── Passage for review ──

The cosmology of the Kalinago, their perception and understanding of the world they lived in, had been inherited from generations of islanders before them. It had been transferred through tribal elders in story and song, by instruction and ceremony so that it gave them order to the chaos of the world. It was aimed at achieving balance between good and evil. It anchored the society in a symbiotic relationship with nature. It gave structure to their lives. This relationship was based on observation and a deep knowledge of their environment. The Amerindian in the islands was an integral part of the natural cycle, and the spirits which held it all in place had to be understood and placated. Without this, the people's access to, and use of, the natural resources available for gathering, hunting and horticulture would be greatly hindered.

The move to the islands meant a cultural transformation from a continental world to that of an island world. The geophysical structure of the islands determined a very different flora, fauna and marine ecology from what existed along the rivers and coastline of the continent. The cosmology had to change as well.

It was not only the techniques and resources of hunting, gathering and horticulture, which had to be restructured. The main characters that made up their mythology had to be transformed. There were no jaguars, tapirs or anacondas here and so the protagonists of the island mythology gradually took on the guise of bat, frog, gecko, owl and boa constrictor. These were important inn placing men and women's roles into the orderly cycle of life's work and the group's survival.

───

Exercise aim
From the passage above on Kalinago cosmology, return the part starting with "The cosmology of" and going on through "be greatly hindered.", copied word for word.

── Material provided ──

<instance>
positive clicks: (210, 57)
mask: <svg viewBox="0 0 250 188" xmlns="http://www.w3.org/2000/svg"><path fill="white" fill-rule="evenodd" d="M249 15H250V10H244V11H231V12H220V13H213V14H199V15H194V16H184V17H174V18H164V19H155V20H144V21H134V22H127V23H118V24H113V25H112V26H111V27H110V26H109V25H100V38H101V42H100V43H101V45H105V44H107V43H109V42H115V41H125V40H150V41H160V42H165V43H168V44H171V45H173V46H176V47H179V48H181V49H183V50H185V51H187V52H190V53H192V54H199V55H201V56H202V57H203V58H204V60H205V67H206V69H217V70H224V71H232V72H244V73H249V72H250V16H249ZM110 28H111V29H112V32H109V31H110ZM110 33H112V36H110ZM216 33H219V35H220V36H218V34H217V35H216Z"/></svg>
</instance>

───

Task response
The cosmology of the Kalinago, their perception and understanding of the world they lived in, had been inherited from generations of islanders before them. It had been transferred through tribal elders in story and song, by instruction and ceremony so that it gave them order to the chaos of the world. It was aimed at achieving balance between good and evil. It anchored the society in a symbiotic relationship with nature. It gave structure to their lives. This relationship was based on observation and a deep knowledge of their environment. The Amerindian in the islands was an integral part of the natural cycle, and the spirits which held it all in place had to be understood and placated. Without this, the people's access to, and use of, the natural resources available for gathering, hunting and horticulture would be greatly hindered.